#### 文档节选
>>>>>

[二分]Kayaking Trip

题目描述

You are leading a kayaking trip with a mixed group of participants in the Stockholm archipelago, but as you are about to begin your final stretch back to the mainland you notice a storm on the horizon. You had better paddle as fast as you can to make sure you do not get trapped on one of the islands. Of course, you cannot leave anyone behind, so your speed will be determined by the slowest kayak. 
Time to start thinking; How should you distribute the participants among the kayaks to maximize your chance of reaching the mainland safely?
The kayaks are of different types and have different amounts of packing, so some are more easily paddled than others. This is captured by a speed factor c that you have already figured out for each kayak. The final speed v of a kayak, however, is also determined by the strengths s1 and s2 of the two people in the kayak, by the relation v = c(s1 + s2 ). In your group you have some beginners with a kayaking strength of sb , a number of normal participants with strength s n and some quite experienced strong kayakers with strength se .

<<<<<

#### 任务要求 1
请改写标注条目中从开头起、到含有“710), (582, 716)]”的那一行为止的部分（两端均包括在内），把其中的“tail”一律换成“fin”，其余一字不改。
#### 任务要求 2
请从皮划艇题目的最后一句之后接着续写下一部分。
皮划艇题目与这些条目并非出自同一来源。

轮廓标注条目
>>>>>

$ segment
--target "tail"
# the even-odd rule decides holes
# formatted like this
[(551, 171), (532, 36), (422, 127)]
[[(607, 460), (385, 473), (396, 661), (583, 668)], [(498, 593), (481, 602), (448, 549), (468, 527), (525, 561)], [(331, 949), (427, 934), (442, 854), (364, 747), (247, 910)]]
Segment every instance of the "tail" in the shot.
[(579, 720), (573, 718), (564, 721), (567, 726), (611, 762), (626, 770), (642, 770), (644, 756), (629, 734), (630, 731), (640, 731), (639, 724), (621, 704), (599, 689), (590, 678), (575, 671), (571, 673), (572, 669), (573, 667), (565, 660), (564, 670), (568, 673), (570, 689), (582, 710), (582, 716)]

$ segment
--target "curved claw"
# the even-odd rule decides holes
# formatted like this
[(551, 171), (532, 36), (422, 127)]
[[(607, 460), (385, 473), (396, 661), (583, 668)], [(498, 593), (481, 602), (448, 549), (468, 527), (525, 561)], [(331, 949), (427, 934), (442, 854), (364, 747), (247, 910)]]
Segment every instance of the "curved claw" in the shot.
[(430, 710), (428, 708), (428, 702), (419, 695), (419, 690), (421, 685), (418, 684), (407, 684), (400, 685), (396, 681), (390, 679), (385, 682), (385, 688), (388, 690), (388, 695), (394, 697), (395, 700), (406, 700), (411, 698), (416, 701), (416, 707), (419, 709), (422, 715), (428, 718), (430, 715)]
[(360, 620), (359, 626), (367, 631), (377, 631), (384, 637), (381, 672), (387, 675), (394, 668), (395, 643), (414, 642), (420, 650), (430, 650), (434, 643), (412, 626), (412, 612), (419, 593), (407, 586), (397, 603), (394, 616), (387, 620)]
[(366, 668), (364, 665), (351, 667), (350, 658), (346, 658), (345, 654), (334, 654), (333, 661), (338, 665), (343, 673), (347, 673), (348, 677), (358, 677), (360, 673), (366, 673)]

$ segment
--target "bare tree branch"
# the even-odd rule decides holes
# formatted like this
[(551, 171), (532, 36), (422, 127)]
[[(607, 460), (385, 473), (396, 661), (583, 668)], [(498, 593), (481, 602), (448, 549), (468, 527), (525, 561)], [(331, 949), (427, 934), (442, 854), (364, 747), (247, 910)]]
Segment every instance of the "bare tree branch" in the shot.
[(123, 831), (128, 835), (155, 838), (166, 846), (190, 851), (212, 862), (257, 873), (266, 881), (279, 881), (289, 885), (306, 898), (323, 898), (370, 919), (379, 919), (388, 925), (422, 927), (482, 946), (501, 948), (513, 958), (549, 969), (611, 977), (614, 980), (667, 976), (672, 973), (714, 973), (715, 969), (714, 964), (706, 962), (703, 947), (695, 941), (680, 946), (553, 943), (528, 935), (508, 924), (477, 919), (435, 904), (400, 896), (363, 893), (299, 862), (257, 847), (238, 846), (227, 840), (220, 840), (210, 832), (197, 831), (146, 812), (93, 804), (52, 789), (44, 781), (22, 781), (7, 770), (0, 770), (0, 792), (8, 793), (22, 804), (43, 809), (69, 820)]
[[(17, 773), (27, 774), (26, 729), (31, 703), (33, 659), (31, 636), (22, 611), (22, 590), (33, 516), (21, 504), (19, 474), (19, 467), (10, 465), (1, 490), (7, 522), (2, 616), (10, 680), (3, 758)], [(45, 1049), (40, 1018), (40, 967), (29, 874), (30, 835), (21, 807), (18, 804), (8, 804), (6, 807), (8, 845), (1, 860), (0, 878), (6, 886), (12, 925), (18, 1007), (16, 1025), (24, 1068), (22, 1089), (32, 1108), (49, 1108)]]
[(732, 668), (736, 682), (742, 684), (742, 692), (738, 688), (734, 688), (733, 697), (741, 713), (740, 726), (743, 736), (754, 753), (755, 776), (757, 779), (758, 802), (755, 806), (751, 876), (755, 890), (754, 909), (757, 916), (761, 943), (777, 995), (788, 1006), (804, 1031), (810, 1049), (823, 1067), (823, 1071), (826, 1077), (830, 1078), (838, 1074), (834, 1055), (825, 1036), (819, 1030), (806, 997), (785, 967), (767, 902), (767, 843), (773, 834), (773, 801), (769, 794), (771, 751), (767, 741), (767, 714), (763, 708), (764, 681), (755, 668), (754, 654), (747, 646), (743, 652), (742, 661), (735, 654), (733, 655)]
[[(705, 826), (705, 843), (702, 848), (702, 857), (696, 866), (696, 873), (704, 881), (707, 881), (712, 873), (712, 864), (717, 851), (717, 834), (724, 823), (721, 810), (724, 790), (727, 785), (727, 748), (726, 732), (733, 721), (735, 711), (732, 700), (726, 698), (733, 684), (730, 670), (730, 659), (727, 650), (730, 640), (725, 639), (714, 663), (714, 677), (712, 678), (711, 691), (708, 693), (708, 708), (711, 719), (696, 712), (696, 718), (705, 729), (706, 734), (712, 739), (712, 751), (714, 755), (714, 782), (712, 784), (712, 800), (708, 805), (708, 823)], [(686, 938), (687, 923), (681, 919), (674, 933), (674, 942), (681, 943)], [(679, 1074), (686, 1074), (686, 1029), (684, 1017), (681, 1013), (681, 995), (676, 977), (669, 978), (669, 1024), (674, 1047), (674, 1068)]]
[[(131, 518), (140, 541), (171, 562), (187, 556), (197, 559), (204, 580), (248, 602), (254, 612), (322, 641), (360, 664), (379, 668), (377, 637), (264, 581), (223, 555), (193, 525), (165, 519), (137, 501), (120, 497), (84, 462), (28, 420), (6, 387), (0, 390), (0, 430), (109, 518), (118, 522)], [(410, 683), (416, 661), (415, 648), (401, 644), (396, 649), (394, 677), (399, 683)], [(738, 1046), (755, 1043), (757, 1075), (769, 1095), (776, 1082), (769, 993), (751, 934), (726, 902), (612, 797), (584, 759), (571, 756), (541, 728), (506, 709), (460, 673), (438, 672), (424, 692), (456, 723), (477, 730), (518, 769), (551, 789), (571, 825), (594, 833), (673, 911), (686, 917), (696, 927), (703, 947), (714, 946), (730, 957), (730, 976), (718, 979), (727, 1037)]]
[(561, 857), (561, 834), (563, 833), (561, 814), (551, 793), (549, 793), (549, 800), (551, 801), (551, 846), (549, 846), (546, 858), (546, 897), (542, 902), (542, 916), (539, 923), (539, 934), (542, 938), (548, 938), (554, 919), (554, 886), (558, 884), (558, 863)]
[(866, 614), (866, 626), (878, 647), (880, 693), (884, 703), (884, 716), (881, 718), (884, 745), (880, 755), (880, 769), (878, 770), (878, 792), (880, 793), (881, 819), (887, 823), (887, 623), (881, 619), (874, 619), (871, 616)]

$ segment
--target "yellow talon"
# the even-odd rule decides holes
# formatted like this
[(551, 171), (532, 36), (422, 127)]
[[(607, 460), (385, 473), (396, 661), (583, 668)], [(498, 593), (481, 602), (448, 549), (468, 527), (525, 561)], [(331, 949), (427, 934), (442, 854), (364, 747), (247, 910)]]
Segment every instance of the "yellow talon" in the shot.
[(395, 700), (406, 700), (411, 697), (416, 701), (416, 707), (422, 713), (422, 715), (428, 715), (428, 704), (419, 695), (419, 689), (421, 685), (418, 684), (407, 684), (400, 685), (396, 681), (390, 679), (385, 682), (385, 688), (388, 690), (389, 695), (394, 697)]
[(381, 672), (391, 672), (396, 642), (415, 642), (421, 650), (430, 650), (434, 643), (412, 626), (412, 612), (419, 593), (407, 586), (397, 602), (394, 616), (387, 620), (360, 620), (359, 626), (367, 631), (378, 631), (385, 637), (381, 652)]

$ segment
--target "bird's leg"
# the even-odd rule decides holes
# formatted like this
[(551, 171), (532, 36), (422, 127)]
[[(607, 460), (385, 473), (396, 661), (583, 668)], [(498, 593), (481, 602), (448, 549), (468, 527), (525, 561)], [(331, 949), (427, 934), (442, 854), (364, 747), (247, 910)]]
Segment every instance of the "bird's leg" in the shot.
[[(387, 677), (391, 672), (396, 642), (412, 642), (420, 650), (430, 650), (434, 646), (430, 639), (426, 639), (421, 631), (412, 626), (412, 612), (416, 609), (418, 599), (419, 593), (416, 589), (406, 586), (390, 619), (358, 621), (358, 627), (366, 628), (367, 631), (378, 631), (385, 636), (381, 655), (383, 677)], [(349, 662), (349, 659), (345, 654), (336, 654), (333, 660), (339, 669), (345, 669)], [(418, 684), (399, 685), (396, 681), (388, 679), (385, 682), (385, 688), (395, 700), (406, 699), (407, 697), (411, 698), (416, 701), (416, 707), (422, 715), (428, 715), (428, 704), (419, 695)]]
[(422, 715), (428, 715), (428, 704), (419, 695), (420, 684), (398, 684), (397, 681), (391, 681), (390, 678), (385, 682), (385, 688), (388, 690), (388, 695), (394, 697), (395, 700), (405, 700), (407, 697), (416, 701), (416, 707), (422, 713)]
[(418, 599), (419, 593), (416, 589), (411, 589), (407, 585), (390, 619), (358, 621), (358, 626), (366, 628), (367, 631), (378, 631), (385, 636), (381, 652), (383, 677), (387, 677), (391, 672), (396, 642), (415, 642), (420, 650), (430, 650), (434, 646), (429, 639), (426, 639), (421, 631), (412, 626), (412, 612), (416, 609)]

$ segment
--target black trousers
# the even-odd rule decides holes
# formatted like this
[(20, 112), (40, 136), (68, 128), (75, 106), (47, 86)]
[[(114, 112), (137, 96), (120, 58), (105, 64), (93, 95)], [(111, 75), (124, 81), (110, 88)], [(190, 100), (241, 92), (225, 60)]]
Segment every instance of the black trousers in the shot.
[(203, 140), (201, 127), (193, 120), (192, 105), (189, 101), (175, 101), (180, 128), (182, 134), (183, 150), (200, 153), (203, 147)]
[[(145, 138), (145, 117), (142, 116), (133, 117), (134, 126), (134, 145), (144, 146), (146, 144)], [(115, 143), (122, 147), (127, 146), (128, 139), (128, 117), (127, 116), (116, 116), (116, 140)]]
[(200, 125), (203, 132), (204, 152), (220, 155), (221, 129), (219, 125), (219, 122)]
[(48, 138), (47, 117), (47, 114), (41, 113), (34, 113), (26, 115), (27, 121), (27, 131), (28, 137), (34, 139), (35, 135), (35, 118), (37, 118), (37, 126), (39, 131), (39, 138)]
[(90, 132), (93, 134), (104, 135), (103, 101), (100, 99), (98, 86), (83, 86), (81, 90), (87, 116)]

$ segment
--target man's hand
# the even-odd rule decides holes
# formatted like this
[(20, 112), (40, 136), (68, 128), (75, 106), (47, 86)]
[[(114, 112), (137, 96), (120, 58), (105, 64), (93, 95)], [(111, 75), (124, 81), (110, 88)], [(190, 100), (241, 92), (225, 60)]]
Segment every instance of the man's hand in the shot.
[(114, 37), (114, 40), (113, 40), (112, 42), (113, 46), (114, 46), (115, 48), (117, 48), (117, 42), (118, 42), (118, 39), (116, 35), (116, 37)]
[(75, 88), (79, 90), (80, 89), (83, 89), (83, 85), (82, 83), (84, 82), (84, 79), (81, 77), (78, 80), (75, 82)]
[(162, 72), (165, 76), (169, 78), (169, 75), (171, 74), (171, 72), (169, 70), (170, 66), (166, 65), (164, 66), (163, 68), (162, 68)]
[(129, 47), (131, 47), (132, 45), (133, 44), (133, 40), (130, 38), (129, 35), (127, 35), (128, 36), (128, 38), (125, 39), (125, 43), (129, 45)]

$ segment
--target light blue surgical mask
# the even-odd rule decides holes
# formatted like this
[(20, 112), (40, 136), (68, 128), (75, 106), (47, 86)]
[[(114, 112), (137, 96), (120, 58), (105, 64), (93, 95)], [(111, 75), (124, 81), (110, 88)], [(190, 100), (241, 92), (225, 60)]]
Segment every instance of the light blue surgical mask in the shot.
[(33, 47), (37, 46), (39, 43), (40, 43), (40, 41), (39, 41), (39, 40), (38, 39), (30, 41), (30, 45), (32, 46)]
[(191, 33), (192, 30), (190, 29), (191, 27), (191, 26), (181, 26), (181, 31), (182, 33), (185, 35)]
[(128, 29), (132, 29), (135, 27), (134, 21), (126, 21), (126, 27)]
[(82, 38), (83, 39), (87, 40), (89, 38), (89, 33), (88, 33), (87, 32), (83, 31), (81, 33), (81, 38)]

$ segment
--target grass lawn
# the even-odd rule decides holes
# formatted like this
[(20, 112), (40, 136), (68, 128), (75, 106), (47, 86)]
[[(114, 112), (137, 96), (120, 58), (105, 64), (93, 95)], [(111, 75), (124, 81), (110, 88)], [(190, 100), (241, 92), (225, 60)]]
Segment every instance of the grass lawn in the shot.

<<<<<

#### 最终答案 1
$ segment
--target "fin"
# the even-odd rule decides holes
# formatted like this
[(551, 171), (532, 36), (422, 127)]
[[(607, 460), (385, 473), (396, 661), (583, 668)], [(498, 593), (481, 602), (448, 549), (468, 527), (525, 561)], [(331, 949), (427, 934), (442, 854), (364, 747), (247, 910)]]
Segment every instance of the "fin" in the shot.
[(579, 720), (573, 718), (564, 721), (567, 726), (611, 762), (626, 770), (642, 770), (644, 756), (629, 734), (630, 731), (640, 731), (639, 724), (621, 704), (599, 689), (590, 678), (575, 671), (571, 673), (572, 669), (573, 667), (565, 660), (564, 670), (568, 673), (570, 689), (582, 710), (582, 716)]

#### 最终答案 2
输入

The first line of input contains three non-negative integers b, n, and e, denoting the number of beginners, normal  participants, and experienced kayakers, respectively. The total number of participants, b + n + e, will be even, at least 2, and no more than 100 000. This is followed by a line with three integers sb , sn , and se , giving the strengths of the corresponding participants (1 ≤ sb < sn < se ≤ 1 000). The third and final line contains m = (b+n+e)/2 integers c1 , . . . , cm(1 ≤ ci ≤ 100 000 for each i), each giving the speed factor of one kayak.

输出

Output a single integer, the maximum speed that the slowest kayak can get by distributing the participants two in each kayak.

样例输入

3 1 0
40 60 90
18 20

样例输出

1600

 

思路：

　　最大化最小值就是典型的二分特征嘛，二分喽

#include <bits/stdc++.h>
using namespace std;
const int maxn = 1e5+50;
const int INF = 0x7f7f7f7f;
const double eps = 1e-8;
struct node
{
    int num_a;
    int num_b;
    int num_c;
    int need;
};
node pp[maxn];
int x,y,z,stra,strb,strc,tot,all;
int tx,ty,tz;
int cap[maxn];
inline int read()                                //读入优化
{
    int x=0,f=1;
    char c=getchar();
    while (!isdigit(c))
        f=c=='-'?-1:1,c=getchar();
    while (isdigit(c))
        x=(x<<1)+(x<<3)+(c^48),c=getchar();
    return x*f;
}
void comb()
{
    all=0;
    if(tx>=2)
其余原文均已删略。